━━━━━ Records to use ━━━━━
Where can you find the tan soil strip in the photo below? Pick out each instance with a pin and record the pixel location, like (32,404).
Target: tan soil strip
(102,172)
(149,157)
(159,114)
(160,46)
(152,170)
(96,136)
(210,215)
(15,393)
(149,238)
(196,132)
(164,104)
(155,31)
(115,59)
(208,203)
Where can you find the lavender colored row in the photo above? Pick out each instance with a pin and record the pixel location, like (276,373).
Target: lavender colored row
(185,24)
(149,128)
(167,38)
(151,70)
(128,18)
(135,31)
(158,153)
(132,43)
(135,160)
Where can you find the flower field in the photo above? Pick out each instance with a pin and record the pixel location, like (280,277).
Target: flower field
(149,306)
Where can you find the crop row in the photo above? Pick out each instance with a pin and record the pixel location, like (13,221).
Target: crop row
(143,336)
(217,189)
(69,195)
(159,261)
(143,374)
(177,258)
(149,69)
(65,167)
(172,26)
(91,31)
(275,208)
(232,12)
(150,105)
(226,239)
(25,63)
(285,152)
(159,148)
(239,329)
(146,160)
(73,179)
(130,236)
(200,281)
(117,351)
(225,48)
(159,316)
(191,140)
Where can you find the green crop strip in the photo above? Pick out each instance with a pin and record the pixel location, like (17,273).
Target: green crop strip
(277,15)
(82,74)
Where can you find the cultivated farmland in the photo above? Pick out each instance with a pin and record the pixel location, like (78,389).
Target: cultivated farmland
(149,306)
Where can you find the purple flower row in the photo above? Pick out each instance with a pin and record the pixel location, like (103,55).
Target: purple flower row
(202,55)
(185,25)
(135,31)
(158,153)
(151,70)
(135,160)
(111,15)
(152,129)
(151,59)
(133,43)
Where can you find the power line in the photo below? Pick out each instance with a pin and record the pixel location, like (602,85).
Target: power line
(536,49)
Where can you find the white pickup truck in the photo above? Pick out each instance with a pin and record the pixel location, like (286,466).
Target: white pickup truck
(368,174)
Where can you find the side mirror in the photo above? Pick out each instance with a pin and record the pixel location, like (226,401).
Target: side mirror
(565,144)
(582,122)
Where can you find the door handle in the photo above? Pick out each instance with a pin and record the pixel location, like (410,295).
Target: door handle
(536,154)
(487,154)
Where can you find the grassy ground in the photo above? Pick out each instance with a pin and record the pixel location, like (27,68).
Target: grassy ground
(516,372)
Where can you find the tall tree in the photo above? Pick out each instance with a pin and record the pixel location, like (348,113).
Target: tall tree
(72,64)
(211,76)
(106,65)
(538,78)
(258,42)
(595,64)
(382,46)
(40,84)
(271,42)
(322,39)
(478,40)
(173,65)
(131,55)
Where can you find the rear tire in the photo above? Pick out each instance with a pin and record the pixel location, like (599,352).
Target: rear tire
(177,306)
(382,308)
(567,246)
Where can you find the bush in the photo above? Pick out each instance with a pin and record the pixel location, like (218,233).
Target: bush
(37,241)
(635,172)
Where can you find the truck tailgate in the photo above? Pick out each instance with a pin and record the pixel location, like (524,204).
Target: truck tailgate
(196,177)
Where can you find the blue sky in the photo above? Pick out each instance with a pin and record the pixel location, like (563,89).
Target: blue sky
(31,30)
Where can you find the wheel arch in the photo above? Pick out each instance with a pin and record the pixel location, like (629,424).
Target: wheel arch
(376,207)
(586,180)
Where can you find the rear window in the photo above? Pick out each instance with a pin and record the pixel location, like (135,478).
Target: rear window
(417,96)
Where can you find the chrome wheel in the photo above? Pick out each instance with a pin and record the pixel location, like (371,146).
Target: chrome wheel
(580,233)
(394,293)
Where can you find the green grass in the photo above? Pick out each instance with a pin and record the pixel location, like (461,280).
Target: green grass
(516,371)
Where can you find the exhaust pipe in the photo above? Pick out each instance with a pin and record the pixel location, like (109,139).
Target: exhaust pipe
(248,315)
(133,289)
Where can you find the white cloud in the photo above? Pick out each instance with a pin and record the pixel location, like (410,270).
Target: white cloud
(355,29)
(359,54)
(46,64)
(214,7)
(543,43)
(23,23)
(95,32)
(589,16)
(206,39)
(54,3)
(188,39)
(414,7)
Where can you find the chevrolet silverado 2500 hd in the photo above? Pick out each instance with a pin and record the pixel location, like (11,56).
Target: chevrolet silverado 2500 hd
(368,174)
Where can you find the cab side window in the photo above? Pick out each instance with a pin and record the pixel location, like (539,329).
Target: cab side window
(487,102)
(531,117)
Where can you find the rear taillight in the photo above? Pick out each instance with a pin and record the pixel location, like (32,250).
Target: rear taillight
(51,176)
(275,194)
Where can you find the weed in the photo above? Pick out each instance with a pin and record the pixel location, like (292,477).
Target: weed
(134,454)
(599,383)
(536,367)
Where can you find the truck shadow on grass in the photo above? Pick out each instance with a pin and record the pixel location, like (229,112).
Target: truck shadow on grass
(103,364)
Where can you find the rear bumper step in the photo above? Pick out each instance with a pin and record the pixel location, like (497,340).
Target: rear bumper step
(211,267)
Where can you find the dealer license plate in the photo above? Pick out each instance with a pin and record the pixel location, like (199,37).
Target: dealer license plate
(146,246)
━━━━━
§ **Exercise aim**:
Swap "truck shadow" for "vehicle shadow" in the records, beginning with the line containing "Where can you find the weed" and continuing through the end of the records, and give only those lines with every other word left as it is.

§ **Complete answer**:
Where can you find the weed in the photo above? Pick out each instance with a pin and record the pixel location, like (292,477).
Target: weed
(134,454)
(599,383)
(536,367)
Where can you find the vehicle shadow on grass in the photo above? Pick out each instance with a pin and record the pixel location, like (229,112).
Target: vehicle shadow on grass
(103,364)
Where can you find the rear bumper step in the photo above? Pick out each instance with a pin and record the pixel location, like (497,340).
Target: rear bumper step
(211,267)
Where can you find the dealer license plate in the photo above? Pick out each instance with a pin and record the pixel location, like (199,37).
Target: dealer license plate
(146,246)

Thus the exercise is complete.